Provided passage —

Hey there, time traveller!
This article was published 9/6/2012 (1599 days ago), so information in it may no longer be current.
If it's been said once, it's worth repeating 100,000 times: Small, independent businesses form the heart of any neighbourhood.
Technically speaking, Winnipeg's downtown is not one neighbourhood. There are actually 11 different officially designated neighbourhoods inside our city's sprawling central business district.
But downtown tends to exist as one place in the minds of many Winnipeggers, each with their own internal vision of what downtown is and what it's supposed to be.
To roughly 70,000 people who travel downtown every weekday to work, go to school or attend some form of appointment, downtown is primarily a business district, in the same bland, largely faceless way as any other central business district is in any other North American city.
To people who don't often go downtown but occasionally attend Jets games, concerts or arts events, downtown is an entertainment district that seems safer at some times of year -- say, during July's Fringe Theatre Festival or the NHL hockey season -- than it does at other times.
To people who never go downtown, it's just an unpopulated expanse of cracked concrete, prone to street crime, best avoided and easily ignored.
And to people who actually live downtown or simply love downtowns in general, it is the most important piece of Winnipeg -- the barometer of the health of the city overall, the only place worth being, for better and for worse.
These visions of downtown are not mutually exclusive. But they do engender different ways of valuing what exists downtown right now and what should exist there in the future.
First and foremost, downtown needs people. While there are sizeable numbers within the highrises of Broadway-Assiniboine and Central Park, reasonable density in Colony and a growing population in the Exchange District, much of downtown remains almost devoid of residential development. There has been widespread agreement for years about the need to increase this population and some modest successes in the form of new condominium and apartment creation.
But if people are a downtown's lifeblood, then small businesses form its beating heart, even though the major institutions -- banks, the University of Winnipeg and government offices among them -- form the primary daytime draw.
For decades, as downtown Winnipeg stagnated, it was easy for small businesses to eke out an existence in older mixed-use buildings, thanks to cheap rent and the slow pace of development.
But there is now upward pressure on real estate in many areas of downtown. And that means some of those small businesses are doomed.
In Chinatown, a downtown neighbourhood that barely continues to function as a neighbourhood, decades of disinterest at city hall and outright neglect among property owners have toppled historic warehouse building after historic warehouse building, just outside the boundaries of the Exchange.

Information given —
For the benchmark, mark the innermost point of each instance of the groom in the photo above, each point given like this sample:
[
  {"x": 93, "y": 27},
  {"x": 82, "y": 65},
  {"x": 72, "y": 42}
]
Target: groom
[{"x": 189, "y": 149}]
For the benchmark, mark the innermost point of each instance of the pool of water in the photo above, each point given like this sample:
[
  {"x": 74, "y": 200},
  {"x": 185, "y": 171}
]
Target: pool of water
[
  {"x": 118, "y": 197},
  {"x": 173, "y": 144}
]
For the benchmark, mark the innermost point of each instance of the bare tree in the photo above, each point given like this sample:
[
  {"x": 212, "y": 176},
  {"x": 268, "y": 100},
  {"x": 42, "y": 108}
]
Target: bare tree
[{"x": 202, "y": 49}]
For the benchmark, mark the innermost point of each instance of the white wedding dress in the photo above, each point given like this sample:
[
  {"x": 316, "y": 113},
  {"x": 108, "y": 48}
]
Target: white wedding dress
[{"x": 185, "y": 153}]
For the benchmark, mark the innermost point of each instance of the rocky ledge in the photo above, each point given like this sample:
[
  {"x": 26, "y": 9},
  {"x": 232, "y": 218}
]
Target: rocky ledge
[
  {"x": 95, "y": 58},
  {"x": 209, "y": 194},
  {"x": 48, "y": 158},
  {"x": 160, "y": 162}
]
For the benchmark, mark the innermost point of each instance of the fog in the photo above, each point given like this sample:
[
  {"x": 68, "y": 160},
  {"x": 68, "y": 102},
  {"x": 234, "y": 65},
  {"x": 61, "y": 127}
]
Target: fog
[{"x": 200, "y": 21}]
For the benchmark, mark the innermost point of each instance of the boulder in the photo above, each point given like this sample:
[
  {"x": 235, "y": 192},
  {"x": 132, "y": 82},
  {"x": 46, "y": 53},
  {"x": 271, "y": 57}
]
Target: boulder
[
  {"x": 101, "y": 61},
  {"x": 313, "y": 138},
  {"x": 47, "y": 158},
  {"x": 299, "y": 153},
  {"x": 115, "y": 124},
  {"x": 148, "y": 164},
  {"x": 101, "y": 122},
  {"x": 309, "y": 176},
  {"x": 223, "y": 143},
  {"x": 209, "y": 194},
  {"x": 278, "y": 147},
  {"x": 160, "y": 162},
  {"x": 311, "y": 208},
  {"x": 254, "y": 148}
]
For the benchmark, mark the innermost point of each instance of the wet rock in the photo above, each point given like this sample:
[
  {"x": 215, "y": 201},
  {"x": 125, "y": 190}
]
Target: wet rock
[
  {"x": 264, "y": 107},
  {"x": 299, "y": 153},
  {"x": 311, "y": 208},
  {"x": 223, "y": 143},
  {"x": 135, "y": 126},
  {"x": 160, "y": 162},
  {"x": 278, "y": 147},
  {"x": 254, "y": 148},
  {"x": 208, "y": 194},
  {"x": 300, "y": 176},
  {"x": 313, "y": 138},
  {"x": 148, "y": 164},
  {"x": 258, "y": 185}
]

---

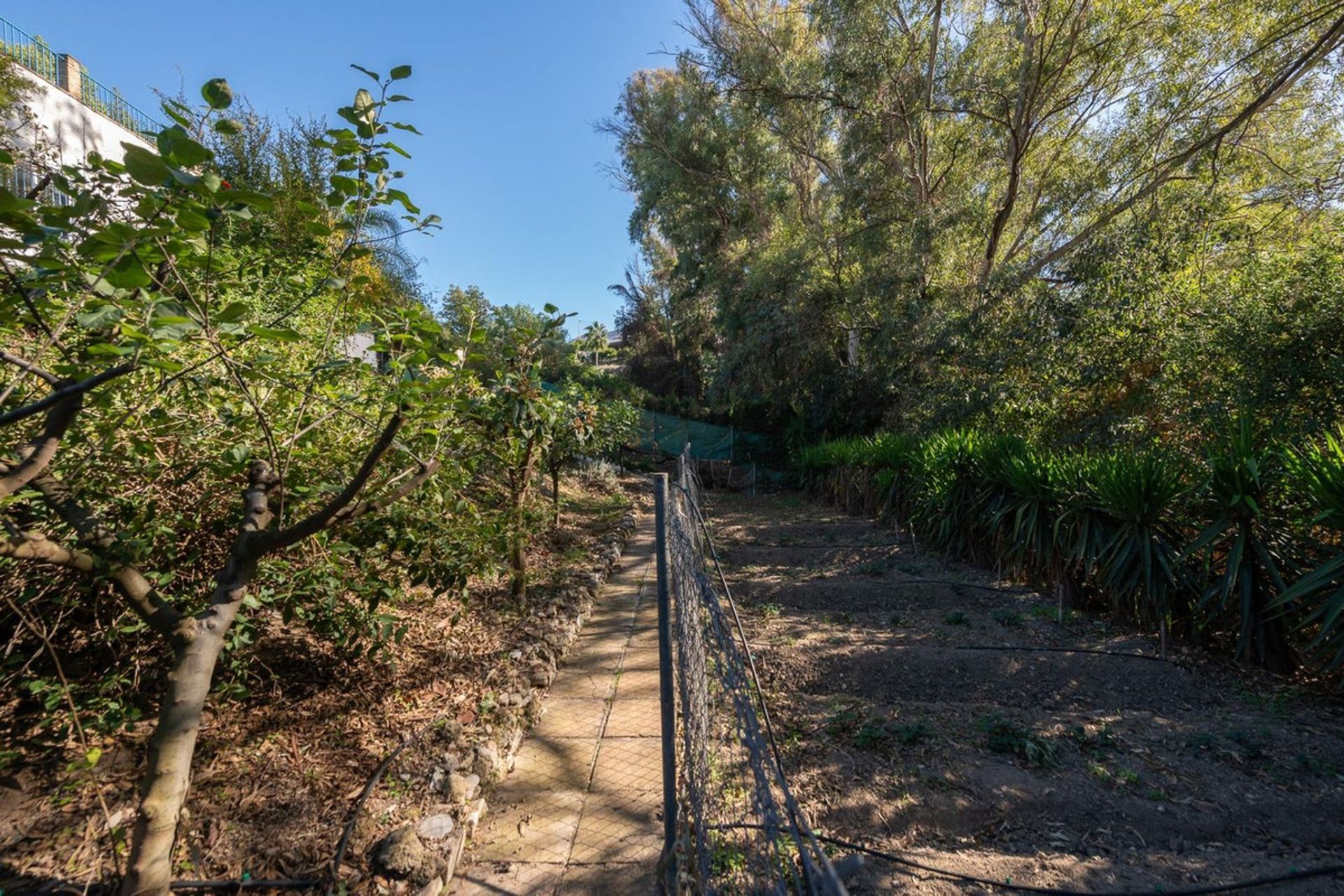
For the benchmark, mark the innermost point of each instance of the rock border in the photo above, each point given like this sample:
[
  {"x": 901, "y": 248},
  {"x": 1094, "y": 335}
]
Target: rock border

Requirement A — From the article on downtown Winnipeg, extract word for word the part that opens with the words "For decades, as" and closes with "of the Exchange.".
Requirement B — In the records, copy without any change the lines from the one containing "the rock border" through the one containing "Target: rock border", including both of those lines.
The article on downtown Winnipeg and the records have nothing to do with each other.

Task solution A —
For decades, as downtown Winnipeg stagnated, it was easy for small businesses to eke out an existence in older mixed-use buildings, thanks to cheap rent and the slow pace of development.
But there is now upward pressure on real estate in many areas of downtown. And that means some of those small businesses are doomed.
In Chinatown, a downtown neighbourhood that barely continues to function as a neighbourhood, decades of disinterest at city hall and outright neglect among property owners have toppled historic warehouse building after historic warehouse building, just outside the boundaries of the Exchange.

Task solution B —
For the benchmark, mark the innermost point of each instance of the rock border in the photo above, each point given like this sample:
[
  {"x": 901, "y": 248},
  {"x": 1094, "y": 335}
]
Target: rock border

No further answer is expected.